> _What you are asked to do_: Only the lines from the one containing "I would be grateful if you could mark the nose" through the end of the data below should be copied, each exactly as written and with both ends kept.

##########

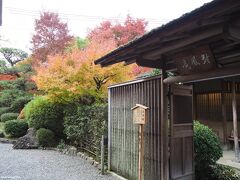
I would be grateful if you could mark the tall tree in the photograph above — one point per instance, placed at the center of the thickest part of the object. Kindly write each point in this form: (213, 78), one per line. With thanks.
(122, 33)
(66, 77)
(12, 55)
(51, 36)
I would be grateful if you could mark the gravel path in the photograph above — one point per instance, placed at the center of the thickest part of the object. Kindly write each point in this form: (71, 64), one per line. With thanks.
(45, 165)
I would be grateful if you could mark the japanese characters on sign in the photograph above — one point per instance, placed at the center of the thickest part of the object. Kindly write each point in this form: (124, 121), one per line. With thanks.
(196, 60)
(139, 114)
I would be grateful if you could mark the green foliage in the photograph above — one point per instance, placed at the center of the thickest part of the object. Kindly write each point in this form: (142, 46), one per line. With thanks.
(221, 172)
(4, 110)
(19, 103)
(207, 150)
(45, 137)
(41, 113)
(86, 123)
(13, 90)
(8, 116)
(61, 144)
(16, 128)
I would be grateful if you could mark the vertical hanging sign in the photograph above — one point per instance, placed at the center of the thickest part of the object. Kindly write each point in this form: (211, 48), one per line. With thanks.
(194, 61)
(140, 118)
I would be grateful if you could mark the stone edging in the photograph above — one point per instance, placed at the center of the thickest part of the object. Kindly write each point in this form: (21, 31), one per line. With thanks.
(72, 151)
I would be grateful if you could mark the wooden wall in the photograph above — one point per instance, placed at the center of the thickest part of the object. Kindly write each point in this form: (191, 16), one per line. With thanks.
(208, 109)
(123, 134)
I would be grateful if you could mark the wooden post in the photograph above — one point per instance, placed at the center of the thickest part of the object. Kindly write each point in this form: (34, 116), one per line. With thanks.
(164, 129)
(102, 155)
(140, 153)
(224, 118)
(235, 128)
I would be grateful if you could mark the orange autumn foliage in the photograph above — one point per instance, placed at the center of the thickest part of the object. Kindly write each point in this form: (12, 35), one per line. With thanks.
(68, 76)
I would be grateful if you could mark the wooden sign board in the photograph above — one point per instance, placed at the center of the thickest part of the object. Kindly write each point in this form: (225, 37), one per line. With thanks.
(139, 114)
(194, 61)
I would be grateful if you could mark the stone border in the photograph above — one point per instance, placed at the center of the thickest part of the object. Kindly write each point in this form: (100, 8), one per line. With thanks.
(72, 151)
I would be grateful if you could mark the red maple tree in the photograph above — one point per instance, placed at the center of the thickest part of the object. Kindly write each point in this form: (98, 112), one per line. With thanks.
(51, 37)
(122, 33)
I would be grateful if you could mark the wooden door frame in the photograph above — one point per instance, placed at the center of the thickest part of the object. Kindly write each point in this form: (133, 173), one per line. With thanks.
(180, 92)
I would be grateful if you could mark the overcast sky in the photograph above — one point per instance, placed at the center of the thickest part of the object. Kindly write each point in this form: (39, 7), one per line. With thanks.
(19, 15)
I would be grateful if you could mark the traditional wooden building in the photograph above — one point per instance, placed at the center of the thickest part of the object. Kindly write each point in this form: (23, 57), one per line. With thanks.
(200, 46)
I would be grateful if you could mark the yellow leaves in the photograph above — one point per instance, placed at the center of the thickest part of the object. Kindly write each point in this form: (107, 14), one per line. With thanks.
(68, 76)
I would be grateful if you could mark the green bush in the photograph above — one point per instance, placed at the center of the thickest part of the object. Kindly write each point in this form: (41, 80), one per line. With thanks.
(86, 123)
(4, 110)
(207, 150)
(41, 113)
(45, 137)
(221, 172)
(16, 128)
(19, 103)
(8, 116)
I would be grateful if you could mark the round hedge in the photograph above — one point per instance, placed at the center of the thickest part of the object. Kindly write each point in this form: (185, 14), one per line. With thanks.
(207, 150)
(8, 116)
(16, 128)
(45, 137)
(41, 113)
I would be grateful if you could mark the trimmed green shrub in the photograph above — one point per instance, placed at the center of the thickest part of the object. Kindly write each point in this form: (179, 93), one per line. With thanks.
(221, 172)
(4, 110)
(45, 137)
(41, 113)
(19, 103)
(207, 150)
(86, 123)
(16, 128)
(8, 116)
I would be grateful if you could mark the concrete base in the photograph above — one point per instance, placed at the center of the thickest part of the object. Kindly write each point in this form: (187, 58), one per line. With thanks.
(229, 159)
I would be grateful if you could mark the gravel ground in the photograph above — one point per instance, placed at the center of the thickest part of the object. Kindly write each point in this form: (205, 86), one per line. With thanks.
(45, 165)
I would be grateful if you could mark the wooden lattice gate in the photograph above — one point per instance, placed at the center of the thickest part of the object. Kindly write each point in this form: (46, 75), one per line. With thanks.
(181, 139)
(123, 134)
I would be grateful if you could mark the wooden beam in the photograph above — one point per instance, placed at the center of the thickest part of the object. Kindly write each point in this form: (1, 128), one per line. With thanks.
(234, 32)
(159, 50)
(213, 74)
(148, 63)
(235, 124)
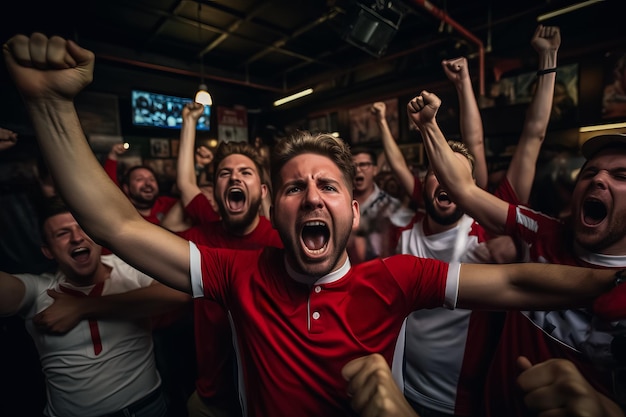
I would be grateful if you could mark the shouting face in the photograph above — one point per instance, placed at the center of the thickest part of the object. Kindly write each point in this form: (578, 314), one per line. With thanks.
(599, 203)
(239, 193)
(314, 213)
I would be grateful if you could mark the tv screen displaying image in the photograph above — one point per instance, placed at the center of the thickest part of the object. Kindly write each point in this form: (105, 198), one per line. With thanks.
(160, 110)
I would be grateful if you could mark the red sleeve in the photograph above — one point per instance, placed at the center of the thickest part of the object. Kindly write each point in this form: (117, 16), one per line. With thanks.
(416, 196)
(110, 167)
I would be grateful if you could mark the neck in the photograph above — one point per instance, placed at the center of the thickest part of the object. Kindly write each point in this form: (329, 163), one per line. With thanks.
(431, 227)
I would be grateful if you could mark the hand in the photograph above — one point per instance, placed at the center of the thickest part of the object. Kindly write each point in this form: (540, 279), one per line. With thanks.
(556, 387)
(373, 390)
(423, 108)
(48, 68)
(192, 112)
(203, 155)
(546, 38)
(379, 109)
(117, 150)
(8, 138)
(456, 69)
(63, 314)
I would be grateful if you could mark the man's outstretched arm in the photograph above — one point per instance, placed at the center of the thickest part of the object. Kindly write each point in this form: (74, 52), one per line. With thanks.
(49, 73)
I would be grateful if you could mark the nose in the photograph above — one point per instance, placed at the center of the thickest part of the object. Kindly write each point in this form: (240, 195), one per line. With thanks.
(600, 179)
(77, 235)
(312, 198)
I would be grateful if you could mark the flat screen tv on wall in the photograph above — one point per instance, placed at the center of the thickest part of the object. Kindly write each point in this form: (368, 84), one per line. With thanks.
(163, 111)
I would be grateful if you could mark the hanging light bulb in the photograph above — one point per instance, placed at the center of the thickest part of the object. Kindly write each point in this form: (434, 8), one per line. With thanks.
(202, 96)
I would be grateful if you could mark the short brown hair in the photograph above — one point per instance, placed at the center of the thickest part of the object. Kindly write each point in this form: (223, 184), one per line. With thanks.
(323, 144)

##########

> _Reply to the task_:
I would be grateful if you could mark the nose in the photograph above — one point per instance, placed at the center of the thickest part of the object. Kindly write each point in this form: (240, 195), one per line. With thanks.
(600, 179)
(77, 235)
(312, 198)
I would be grateful if you could mark the flat screen tv on wall in the photograph above — one point per instance, placed at the center of the thickest part of the object. Kindly write each point in this form: (368, 84), one per line. With thanks.
(163, 111)
I would be grateful if you could mark the hanging light bulb in the photograph above — one point per instance, placed at the center of the thickest part of the object. Kindly write each point in this form: (434, 8), one per line. With thanks.
(202, 96)
I would be grateful if you could mark the short brown hair in the photograph above — one point per instance, placed at the center of the thickest part of the object. Kindly write each point in this form: (223, 184), one per line. With thanks.
(323, 144)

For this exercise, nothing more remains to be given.